Task input:
----

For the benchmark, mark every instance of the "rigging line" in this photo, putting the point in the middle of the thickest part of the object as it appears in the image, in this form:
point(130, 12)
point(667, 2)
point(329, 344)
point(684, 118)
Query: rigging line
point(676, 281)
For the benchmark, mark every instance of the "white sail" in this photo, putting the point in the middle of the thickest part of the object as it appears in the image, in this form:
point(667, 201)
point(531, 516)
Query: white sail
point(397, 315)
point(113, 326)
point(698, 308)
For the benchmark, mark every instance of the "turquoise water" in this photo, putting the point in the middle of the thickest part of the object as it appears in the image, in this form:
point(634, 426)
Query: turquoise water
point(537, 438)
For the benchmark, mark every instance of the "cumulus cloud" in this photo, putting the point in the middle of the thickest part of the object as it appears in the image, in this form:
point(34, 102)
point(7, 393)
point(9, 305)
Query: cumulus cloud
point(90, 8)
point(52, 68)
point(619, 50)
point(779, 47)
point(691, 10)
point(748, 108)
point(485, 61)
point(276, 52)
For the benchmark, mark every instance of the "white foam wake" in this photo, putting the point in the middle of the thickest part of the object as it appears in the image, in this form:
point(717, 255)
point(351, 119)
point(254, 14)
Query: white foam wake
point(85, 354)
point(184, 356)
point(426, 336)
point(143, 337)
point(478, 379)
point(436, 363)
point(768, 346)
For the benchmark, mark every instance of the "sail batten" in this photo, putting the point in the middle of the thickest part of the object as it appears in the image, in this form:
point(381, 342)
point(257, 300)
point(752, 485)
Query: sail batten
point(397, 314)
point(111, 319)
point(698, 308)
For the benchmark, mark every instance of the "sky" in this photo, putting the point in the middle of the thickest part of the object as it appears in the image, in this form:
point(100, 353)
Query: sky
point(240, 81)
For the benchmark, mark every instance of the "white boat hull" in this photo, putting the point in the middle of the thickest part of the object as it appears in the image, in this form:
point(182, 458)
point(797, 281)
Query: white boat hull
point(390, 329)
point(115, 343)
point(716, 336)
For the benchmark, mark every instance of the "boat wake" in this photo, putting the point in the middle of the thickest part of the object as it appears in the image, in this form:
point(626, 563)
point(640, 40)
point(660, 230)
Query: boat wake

----

To do: Write out every line exactly as it stands.

Expected output:
For the benchmark, mark every instance of the "rigging line" in this photo, putting the point in the middle of the thickest part of the object as it appears in the image, in this form:
point(130, 12)
point(667, 2)
point(329, 344)
point(684, 118)
Query: rigging line
point(676, 281)
For the benchmark, mark every instance of the "white sail" in this photo, putting the point in the middle of the thickest part of the object as it appears in the image, in this form:
point(667, 201)
point(531, 516)
Query: white sail
point(397, 315)
point(113, 326)
point(698, 308)
For the benchmark, mark every instance of the "turquoise water" in this photo, putting the point in the middle of the thickest part of the object as it appears in the image, in this form:
point(634, 426)
Query: turquoise water
point(537, 438)
For the benchmark, mark every instance of the "cumulus cloud" in this photo, putting the point in the middle of the thickest part of the object as it appears in the image, in this form:
point(34, 102)
point(7, 393)
point(9, 305)
Query: cumulus cloud
point(90, 8)
point(52, 68)
point(619, 50)
point(779, 47)
point(691, 10)
point(748, 108)
point(485, 61)
point(276, 52)
For the benchmark, mark every instance of the "white foam wake" in this photo, putting the point in the middle of the thickest part of the object as it appears in the image, in this form:
point(717, 255)
point(351, 119)
point(254, 14)
Query: white foam wake
point(85, 354)
point(184, 356)
point(426, 336)
point(143, 337)
point(478, 379)
point(436, 363)
point(768, 346)
For the benchmark, mark every instance of the "sail batten" in this photo, putting the point in the middle of the thickest part of the object as it appears in the image, in this form:
point(381, 342)
point(257, 300)
point(752, 485)
Query: sail batten
point(397, 314)
point(111, 319)
point(698, 308)
For the benchmark, mark every instance of the "sky" in this photo, putting the point in the middle of the thickest part of the object as it appears in the image, in this form:
point(100, 353)
Query: sky
point(240, 81)
For the benchmark, mark every instance of the "white boat hull" in this photo, putting the point in the middle of the thickest part of the object as it appears in the image, in this form:
point(182, 458)
point(797, 281)
Query: white boat hull
point(390, 329)
point(115, 343)
point(716, 336)
For the benchmark, mark every instance of the "boat wake" in this photo, putting the point in the middle of the thickest part of the object as it appears in the image, in this form:
point(626, 563)
point(640, 40)
point(660, 230)
Query: boat wake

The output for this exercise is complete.